## SOURCE PASSAGE
[Techtalk] Using Debian Testing (Sarge) on production servers

Carla Schroder carla at bratgrrl.com
Fri Mar 5 18:42:37 EST 2004


On Friday 05 March 2004 5:16 pm, Rasjid Wilcox wrote:
> I'm planning on moving from my current web-hosting providers to a 
> user-mode-linux virtual server provider.  (The best option so far looks like 
> Linode.com).
> 
> I like Debian as a server platform, but Stable is just too old in many 
cases.
> 
> I have met one sysadmin who runs Testing with some packages pinned to 
Unstable 
> to get security fixes quickly.
> 
> Any views or thoughts would be appreciated.

What security fixes? Stable gets the highest priority, Testing gets security 
fixes rather slowly, and Unstable gets none. For a server, I wouldn't touch 
Unstable with a ten-foot pole, it's asking for trouble. There's usually not a 
lot of difference between Testing and Unstable as far as releases goes, to me 
it's not worth the risk to gain a fractional point release.

There are two approaches that make sense to me:

1. Run a base Stable system, and add packages from Testing only as you need 
them. This minimizes your risk of being 'sploited.

## DATA LINES
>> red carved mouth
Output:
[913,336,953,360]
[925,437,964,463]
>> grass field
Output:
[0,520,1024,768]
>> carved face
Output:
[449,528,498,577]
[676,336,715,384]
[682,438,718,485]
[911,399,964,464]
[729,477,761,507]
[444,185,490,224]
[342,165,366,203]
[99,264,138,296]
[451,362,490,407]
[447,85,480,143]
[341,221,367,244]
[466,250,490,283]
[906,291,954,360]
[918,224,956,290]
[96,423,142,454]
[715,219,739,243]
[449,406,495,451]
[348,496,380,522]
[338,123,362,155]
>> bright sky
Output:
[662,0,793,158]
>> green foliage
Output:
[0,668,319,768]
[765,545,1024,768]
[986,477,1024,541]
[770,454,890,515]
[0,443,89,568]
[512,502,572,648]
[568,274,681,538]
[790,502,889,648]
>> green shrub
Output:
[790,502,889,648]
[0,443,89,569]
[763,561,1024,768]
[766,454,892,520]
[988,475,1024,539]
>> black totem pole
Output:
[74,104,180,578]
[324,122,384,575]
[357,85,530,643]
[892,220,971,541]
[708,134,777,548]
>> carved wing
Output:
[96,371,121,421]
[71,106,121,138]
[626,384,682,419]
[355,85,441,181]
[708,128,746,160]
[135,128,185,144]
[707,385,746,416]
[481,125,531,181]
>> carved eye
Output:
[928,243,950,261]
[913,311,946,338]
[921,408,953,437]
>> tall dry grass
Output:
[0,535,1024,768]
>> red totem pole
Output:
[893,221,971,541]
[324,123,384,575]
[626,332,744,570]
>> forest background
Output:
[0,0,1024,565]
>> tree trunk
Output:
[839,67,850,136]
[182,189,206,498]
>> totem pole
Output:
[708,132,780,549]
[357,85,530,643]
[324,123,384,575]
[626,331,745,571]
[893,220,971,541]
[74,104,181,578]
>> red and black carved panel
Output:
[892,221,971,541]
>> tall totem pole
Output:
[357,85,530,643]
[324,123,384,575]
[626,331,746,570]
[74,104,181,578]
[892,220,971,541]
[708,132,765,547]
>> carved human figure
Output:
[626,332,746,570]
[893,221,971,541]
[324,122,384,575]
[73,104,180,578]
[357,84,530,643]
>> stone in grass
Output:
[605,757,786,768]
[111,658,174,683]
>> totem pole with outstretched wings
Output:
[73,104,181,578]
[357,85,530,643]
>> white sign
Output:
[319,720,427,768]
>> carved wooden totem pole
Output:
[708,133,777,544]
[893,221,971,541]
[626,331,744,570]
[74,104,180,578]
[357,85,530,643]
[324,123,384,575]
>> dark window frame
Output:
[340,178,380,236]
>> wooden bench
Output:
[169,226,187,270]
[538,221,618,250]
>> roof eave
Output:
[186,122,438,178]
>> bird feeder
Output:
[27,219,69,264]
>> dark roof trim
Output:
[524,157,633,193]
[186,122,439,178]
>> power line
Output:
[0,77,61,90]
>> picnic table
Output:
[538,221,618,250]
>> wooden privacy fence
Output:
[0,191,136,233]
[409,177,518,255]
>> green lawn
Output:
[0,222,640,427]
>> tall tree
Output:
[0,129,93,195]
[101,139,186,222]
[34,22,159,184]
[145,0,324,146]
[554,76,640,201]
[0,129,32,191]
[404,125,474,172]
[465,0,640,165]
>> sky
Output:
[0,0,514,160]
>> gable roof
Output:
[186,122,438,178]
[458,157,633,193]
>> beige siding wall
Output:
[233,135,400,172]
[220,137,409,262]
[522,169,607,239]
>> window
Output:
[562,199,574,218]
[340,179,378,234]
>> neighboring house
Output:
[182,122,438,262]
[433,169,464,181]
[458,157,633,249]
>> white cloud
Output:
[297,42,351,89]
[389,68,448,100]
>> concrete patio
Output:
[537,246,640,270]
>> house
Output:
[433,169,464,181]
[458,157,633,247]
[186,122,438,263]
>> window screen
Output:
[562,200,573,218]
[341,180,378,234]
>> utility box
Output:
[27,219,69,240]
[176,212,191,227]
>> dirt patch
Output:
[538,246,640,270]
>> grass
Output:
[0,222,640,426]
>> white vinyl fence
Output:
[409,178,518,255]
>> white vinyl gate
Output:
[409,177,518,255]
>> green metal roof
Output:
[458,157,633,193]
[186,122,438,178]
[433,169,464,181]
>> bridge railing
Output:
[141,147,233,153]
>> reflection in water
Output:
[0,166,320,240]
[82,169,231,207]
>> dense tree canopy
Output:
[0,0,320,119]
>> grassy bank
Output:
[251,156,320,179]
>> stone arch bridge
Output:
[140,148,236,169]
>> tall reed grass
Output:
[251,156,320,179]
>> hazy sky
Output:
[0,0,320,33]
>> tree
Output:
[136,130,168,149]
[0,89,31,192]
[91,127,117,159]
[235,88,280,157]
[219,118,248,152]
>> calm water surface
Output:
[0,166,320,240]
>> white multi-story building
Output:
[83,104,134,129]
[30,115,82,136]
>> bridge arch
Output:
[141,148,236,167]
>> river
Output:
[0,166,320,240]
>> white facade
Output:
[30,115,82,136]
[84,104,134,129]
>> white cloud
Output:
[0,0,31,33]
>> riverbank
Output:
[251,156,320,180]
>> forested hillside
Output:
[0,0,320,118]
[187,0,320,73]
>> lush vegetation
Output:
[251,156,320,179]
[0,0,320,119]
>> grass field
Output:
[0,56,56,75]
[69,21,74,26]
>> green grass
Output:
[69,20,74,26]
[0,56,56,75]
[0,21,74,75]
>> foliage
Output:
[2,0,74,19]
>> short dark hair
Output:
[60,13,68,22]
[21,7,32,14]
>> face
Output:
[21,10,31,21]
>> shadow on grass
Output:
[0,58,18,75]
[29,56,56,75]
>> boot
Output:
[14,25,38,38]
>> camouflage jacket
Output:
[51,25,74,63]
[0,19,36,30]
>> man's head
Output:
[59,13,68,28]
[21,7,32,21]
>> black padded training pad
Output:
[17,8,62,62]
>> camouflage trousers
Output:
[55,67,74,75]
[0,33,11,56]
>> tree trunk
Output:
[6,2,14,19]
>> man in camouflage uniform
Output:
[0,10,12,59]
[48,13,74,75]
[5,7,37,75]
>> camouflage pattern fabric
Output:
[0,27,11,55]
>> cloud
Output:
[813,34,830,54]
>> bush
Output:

...

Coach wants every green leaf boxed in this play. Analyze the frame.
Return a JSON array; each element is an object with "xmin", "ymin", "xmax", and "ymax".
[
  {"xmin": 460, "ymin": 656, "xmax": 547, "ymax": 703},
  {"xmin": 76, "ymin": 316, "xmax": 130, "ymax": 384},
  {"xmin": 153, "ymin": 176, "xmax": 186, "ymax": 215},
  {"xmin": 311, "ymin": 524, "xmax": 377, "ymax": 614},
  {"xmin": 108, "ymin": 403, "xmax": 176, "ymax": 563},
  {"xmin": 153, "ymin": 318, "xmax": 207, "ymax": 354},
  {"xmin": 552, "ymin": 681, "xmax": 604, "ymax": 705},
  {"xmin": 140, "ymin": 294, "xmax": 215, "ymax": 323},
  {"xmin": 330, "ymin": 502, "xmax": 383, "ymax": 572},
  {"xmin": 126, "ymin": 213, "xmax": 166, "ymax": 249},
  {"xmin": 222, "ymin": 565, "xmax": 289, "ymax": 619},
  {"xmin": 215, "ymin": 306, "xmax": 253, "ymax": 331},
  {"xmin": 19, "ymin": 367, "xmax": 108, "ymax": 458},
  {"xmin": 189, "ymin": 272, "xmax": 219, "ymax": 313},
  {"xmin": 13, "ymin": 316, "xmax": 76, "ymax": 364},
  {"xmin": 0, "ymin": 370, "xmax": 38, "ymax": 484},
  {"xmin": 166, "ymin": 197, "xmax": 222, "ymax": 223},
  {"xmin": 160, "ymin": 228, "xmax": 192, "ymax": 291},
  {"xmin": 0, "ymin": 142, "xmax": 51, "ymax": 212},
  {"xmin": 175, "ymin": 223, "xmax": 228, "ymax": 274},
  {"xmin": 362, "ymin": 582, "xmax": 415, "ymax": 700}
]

## DIRECTIVE
From the Debian Testing mailing-list post above, repeat verbatim the section that opens with the words containing "What security fixes?" and closes with "fractional point release.".

## SOLUTION FOR THIS TASK
What security fixes? Stable gets the highest priority, Testing gets security 
fixes rather slowly, and Unstable gets none. For a server, I wouldn't touch 
Unstable with a ten-foot pole, it's asking for trouble. There's usually not a 
lot of difference between Testing and Unstable as far as releases goes, to me 
it's not worth the risk to gain a fractional point release.